-- EXERCISE INSTRUCTIONS --
Among the records below, find the line that has "right ok let me think... yeah i need the white pickup"; from there, give the lines again exactly, and stop after the line that has "right ok let me think... yeah i need the airbus".

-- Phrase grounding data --
*** Begin section ***
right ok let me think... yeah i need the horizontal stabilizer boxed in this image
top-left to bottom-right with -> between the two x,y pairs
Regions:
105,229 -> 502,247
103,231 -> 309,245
*** End section ***
*** Begin section ***
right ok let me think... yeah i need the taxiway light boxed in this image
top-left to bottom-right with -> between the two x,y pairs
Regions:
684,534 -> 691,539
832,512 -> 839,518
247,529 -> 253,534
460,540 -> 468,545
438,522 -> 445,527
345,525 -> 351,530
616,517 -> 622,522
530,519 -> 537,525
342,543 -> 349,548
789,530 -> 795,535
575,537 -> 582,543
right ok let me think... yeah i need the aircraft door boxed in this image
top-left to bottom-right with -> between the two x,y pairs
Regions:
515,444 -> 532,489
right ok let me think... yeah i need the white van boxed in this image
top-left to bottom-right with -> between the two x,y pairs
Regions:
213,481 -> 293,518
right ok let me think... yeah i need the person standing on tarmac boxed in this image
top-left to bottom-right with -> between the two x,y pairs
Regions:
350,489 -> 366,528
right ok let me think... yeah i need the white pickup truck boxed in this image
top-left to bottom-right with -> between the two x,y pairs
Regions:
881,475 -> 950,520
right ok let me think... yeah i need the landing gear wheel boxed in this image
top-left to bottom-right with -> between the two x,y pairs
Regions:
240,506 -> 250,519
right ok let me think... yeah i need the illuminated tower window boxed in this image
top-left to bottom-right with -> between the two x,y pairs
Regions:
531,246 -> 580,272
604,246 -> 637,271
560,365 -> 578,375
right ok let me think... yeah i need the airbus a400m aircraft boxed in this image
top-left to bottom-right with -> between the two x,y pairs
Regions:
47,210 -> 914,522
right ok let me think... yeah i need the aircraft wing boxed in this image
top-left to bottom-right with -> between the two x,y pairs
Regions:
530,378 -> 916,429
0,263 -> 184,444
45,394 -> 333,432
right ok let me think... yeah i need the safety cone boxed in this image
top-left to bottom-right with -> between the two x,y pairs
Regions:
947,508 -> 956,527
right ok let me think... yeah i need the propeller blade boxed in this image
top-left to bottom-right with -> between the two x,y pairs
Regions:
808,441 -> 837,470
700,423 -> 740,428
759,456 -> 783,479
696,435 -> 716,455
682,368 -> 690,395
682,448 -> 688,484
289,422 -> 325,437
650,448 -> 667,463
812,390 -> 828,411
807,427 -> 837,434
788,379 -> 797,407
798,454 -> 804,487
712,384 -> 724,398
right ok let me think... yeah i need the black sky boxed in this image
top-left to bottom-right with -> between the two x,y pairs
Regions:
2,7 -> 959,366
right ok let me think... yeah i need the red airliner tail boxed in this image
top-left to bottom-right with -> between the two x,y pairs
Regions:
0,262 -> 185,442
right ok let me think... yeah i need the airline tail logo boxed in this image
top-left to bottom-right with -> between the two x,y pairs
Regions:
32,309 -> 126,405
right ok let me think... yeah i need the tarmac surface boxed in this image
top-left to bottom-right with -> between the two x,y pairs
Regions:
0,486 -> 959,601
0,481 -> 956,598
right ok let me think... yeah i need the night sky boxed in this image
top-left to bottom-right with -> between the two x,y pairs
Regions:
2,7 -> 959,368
*** End section ***
*** Begin section ***
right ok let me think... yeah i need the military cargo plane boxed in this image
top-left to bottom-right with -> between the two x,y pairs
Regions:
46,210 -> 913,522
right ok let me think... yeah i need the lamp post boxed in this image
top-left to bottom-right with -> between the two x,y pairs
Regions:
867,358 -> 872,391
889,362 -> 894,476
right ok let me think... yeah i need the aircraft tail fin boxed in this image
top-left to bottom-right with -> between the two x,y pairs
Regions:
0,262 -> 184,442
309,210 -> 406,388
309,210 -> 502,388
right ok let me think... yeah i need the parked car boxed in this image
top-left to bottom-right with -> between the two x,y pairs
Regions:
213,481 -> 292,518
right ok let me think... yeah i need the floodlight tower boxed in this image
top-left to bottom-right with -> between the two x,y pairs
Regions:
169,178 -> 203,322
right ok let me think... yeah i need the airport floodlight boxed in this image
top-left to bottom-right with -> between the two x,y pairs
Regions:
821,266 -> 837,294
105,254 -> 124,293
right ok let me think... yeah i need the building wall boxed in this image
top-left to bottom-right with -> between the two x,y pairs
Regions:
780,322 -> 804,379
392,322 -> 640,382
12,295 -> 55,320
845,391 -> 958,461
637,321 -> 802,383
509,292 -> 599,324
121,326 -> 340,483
*** End section ***
-- TASK RESULT --
right ok let me think... yeah i need the white pickup truck boxed in this image
top-left to bottom-right with -> between the two x,y pairs
Regions:
881,475 -> 950,520
right ok let me think... yeah i need the landing gear wheel boxed in this image
top-left to bottom-right with -> between the two x,y pairs
Regions:
240,506 -> 250,519
right ok let me think... yeah i need the illuminated tower window boxed in this image
top-left to bottom-right with -> between the two x,y pairs
Regions:
531,246 -> 580,272
604,246 -> 637,271
560,365 -> 578,375
right ok let me think... yeah i need the airbus a400m aircraft boxed in this image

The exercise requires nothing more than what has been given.